Coordinate labeling data

★ ★ ★ ★ ★

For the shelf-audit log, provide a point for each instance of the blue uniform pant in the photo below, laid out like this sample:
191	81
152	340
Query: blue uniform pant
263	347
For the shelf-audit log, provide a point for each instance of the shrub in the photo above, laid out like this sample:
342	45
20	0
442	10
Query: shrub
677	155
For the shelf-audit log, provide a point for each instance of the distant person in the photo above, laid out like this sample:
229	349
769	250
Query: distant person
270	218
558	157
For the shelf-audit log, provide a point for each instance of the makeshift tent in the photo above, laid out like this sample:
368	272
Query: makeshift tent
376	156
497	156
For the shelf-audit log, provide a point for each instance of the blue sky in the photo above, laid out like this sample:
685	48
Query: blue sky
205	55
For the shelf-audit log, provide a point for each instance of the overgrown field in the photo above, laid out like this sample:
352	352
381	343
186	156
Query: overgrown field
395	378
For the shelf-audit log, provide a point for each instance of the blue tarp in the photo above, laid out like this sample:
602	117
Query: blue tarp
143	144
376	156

★ ★ ★ ★ ★

◆ **GOAL**
Rename "shelf-audit log" to "inventory log" throughout the data above, keeping everything else unchanged.

◆ **TASK RESPONSE**
For the inventory log, provide a point for each instance of the blue uniform pant in the photo below, laid out like this sample:
191	81
152	340
Query: blue uniform pant
263	347
For the inventory log, provide a point for each instance of the shrub in the photo above, laid out like this sample:
342	45
20	0
442	10
Query: shrub
677	155
For the inventory log, provide a point for each instance of the distant person in the photo above, laid out like this sample:
229	349
769	250
Query: distant person
270	218
558	157
For the inventory log, provide a point for each instance of the makeshift tent in the photo above, laid out like this sample:
368	272
Query: makeshift tent
376	156
497	156
For the inventory log, provide a point for each instance of the blue sky in the photo above, laid out like this sample:
685	48
Query: blue sky
205	55
For the inventory log, provide a point for each instance of the overgrown field in the photo above, laid out like this sample:
352	352
381	343
186	156
Query: overgrown field
395	378
For the inventory log, provide a point for each instance of the blue tarp in the photo above, laid out like this sample:
602	117
Query: blue tarp
143	144
376	156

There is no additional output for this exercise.